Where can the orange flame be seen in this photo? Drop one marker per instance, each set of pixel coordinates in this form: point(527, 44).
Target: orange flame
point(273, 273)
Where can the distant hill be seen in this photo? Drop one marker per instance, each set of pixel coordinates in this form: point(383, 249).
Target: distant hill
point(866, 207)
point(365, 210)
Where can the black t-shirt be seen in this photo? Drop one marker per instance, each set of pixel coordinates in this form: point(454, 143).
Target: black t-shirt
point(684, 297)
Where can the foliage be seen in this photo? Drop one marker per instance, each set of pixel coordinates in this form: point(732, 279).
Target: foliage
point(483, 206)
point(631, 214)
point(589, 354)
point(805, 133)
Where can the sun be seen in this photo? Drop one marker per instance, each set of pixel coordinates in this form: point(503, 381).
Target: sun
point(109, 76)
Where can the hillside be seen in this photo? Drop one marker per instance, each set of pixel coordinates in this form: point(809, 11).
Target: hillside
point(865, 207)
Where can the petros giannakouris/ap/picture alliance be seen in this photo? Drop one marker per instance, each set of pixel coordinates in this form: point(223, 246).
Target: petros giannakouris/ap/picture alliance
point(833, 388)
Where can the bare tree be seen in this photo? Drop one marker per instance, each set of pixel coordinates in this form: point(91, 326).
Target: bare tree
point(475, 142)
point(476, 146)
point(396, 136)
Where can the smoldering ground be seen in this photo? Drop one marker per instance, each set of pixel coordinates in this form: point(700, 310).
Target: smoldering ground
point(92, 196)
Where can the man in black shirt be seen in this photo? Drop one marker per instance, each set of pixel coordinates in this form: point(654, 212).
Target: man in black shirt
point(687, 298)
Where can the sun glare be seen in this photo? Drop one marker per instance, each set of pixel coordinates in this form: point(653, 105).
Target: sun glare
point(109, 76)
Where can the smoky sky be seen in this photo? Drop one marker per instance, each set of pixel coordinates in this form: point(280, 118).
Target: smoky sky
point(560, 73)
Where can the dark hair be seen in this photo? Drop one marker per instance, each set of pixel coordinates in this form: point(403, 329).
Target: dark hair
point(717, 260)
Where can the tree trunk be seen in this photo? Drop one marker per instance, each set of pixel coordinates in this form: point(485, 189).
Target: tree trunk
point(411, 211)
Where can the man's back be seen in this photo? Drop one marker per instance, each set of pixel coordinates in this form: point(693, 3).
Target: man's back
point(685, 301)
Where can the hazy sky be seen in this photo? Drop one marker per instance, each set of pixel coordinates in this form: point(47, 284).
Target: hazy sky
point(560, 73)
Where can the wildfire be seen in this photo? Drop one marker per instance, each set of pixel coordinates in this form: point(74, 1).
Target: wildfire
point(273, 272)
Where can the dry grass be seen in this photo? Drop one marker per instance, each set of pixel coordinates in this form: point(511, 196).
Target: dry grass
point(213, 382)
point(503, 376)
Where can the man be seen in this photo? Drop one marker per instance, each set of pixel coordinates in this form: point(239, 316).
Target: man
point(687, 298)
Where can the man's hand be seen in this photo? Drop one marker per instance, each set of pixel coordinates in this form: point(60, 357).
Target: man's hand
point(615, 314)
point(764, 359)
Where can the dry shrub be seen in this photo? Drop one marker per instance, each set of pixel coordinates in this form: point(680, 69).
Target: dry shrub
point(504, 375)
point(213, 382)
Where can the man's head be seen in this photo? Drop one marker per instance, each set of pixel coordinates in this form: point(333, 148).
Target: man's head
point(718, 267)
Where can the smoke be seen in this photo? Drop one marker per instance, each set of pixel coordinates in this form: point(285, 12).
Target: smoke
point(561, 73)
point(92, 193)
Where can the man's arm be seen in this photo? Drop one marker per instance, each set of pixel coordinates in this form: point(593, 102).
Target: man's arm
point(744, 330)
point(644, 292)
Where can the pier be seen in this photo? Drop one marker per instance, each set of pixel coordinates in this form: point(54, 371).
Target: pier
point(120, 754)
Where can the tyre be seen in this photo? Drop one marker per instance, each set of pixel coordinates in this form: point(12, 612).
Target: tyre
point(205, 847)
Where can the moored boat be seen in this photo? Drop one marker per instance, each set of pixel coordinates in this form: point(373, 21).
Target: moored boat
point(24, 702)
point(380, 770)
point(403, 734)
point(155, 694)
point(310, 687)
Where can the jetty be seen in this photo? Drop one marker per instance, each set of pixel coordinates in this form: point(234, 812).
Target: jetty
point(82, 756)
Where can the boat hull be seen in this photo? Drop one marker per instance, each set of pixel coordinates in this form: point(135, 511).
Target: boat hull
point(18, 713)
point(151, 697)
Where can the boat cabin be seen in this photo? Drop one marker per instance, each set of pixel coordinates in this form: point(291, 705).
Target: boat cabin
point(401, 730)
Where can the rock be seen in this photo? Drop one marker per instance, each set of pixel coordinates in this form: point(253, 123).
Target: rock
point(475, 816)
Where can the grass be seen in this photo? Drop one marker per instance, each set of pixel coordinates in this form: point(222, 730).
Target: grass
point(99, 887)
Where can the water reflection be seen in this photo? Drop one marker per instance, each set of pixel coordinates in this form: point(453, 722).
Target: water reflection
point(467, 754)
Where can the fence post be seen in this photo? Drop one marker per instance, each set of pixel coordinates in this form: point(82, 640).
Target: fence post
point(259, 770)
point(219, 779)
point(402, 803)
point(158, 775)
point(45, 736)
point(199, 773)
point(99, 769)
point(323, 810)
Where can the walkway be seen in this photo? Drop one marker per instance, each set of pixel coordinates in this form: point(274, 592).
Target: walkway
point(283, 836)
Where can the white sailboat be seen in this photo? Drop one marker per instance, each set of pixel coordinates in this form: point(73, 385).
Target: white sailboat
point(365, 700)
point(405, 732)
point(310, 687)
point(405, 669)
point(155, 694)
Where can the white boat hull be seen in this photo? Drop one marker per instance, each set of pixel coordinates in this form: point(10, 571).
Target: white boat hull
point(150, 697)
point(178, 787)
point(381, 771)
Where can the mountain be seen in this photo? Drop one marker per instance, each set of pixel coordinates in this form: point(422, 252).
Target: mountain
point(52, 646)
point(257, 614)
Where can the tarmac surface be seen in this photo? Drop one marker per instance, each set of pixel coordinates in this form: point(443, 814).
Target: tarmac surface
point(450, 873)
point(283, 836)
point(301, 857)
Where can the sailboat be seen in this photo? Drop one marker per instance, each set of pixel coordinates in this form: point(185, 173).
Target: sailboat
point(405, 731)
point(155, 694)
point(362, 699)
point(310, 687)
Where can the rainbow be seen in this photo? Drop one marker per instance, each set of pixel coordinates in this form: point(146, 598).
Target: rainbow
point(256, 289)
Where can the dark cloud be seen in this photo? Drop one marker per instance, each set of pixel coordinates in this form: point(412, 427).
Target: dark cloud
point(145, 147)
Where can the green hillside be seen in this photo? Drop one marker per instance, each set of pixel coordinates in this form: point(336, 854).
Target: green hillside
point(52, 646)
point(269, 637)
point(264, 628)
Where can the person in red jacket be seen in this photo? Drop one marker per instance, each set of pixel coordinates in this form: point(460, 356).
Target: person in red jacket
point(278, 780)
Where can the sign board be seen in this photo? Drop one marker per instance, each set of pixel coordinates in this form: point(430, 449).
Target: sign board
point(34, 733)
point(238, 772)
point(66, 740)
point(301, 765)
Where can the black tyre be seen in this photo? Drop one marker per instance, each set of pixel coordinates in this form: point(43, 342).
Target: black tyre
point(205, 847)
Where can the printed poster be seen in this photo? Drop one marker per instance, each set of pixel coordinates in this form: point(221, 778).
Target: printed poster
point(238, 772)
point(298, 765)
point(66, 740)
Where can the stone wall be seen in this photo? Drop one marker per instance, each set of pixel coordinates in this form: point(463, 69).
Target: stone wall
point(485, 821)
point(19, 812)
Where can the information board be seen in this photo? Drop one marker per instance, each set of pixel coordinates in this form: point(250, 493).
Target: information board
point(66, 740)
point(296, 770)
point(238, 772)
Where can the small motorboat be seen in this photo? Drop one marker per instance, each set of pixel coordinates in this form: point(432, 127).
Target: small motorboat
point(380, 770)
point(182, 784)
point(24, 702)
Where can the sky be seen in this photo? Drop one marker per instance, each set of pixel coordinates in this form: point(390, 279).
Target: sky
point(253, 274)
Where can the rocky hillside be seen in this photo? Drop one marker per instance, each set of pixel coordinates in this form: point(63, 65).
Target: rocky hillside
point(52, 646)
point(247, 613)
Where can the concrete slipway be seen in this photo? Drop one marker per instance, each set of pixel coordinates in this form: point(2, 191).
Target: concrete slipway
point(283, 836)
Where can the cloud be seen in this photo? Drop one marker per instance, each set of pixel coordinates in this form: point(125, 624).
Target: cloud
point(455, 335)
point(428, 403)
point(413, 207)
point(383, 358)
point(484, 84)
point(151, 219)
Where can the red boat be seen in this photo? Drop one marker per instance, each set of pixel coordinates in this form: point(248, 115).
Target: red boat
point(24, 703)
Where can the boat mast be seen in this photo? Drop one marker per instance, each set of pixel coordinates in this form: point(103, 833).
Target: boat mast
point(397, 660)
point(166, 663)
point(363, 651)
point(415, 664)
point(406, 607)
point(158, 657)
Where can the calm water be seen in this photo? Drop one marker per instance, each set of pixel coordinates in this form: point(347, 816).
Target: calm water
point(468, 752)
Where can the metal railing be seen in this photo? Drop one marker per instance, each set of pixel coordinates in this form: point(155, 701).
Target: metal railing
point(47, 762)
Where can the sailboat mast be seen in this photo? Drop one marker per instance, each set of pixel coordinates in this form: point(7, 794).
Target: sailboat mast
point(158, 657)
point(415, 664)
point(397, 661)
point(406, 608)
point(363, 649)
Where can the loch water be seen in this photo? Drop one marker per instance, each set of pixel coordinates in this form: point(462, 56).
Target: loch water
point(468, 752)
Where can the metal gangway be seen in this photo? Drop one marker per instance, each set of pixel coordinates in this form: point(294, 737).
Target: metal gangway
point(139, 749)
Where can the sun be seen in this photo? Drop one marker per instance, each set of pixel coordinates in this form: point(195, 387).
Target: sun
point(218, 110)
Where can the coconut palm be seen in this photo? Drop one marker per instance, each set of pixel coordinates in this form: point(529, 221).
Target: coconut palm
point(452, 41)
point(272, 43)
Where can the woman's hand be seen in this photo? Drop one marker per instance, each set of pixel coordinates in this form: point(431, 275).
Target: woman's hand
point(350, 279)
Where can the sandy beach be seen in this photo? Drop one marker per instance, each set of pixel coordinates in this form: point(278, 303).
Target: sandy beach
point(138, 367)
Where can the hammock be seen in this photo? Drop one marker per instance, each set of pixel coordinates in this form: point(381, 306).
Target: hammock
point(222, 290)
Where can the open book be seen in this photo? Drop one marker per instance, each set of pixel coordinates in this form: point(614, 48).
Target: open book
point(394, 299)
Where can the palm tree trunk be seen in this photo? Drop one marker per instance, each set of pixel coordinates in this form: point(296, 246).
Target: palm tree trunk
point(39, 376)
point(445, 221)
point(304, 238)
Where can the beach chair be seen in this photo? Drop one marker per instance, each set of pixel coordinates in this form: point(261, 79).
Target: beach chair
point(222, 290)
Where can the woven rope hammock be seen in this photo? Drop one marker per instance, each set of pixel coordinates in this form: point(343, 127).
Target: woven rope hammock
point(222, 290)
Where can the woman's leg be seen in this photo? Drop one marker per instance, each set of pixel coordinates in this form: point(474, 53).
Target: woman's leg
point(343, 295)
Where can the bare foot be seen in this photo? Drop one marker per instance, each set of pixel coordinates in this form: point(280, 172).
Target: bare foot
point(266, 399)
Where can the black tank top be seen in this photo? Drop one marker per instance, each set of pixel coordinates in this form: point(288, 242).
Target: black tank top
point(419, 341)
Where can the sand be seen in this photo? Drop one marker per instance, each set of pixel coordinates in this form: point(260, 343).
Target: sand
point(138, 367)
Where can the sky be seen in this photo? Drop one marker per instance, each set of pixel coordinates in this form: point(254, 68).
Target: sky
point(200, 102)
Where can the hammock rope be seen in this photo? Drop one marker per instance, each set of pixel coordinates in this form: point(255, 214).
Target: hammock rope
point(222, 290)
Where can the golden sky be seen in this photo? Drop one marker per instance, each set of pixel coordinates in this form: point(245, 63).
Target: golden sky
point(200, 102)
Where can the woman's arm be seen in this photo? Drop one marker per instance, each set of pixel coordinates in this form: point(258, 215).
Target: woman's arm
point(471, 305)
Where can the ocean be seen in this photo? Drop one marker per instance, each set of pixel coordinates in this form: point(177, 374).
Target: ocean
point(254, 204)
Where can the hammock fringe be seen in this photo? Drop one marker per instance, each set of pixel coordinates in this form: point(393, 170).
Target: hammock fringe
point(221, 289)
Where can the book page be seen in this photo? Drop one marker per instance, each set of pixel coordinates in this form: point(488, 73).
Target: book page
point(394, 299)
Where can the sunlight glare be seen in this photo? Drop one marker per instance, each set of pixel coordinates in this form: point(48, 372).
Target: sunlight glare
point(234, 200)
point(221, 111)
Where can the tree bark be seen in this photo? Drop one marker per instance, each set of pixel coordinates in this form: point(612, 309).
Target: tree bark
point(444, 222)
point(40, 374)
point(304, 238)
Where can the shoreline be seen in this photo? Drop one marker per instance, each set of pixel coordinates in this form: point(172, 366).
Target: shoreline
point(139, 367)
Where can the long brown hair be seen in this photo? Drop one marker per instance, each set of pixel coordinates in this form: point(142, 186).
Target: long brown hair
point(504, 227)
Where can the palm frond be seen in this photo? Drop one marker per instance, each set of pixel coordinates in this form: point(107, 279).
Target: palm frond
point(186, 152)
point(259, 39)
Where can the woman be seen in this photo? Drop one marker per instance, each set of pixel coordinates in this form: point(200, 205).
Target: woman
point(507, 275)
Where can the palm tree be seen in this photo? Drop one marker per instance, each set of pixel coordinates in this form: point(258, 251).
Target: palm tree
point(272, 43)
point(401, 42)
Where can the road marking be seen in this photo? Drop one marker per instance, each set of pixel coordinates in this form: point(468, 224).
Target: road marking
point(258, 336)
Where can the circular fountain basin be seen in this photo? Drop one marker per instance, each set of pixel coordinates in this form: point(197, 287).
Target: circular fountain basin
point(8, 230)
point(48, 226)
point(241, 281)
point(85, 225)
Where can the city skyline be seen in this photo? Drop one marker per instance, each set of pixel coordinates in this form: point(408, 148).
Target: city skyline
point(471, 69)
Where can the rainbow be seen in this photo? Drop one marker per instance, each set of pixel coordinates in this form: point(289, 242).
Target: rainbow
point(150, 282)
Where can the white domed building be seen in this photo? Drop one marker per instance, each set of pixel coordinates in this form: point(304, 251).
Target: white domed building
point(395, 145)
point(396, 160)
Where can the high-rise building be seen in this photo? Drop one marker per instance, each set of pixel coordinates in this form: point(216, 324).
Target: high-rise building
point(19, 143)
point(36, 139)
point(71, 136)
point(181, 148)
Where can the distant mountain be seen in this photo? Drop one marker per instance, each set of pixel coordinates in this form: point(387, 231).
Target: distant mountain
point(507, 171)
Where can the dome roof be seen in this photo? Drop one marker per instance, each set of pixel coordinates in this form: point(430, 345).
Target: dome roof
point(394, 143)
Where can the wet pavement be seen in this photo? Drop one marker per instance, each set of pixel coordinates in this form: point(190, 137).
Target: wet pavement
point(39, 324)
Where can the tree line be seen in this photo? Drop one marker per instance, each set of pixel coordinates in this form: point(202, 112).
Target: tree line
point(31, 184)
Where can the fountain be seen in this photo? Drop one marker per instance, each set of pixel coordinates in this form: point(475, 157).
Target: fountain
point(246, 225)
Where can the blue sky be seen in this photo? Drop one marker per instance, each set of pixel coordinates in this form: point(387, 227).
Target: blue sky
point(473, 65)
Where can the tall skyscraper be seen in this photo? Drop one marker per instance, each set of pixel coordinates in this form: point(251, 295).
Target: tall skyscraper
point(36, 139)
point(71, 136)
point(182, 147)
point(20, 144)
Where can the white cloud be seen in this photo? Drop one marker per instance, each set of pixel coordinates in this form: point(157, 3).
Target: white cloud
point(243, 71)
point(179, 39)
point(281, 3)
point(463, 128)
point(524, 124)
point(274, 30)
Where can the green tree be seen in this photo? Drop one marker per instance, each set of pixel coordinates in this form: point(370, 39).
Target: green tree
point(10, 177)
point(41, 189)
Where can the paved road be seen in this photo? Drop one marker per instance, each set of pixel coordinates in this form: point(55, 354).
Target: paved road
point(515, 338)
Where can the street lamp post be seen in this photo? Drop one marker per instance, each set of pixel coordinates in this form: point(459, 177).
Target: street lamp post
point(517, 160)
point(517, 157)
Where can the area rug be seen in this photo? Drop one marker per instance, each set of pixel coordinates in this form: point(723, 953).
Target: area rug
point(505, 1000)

-=-=-=-=-

What you have to do
Give again, unchanged, the entries from the very beginning through the line that contains "point(865, 207)", including that line.

Exercise response
Where can the orange flame be seen in this photo? Drop one marker per instance, each set of pixel coordinates in this form: point(527, 44).
Target: orange flame
point(273, 273)
Where can the distant hill be seen in this photo? Drop one marker per instance, each set of pixel coordinates in this form: point(383, 249).
Target: distant hill
point(866, 207)
point(365, 210)
Where can the black t-shirt be seen in this photo? Drop one marker per instance, each set of pixel coordinates in this form: point(454, 143).
Target: black t-shirt
point(684, 297)
Where can the foliage be seen in this photo? Drop one marker per instance, each set of pixel coordinates in this form: point(732, 279).
Target: foliage
point(483, 206)
point(631, 214)
point(589, 354)
point(805, 133)
Where can the sun be seen in this photo? Drop one marker per instance, each set of pixel coordinates in this form: point(503, 381).
Target: sun
point(109, 76)
Where can the hillside be seen in this photo? Drop one marker per instance, each set of pixel coordinates in this form: point(809, 11).
Target: hillside
point(865, 207)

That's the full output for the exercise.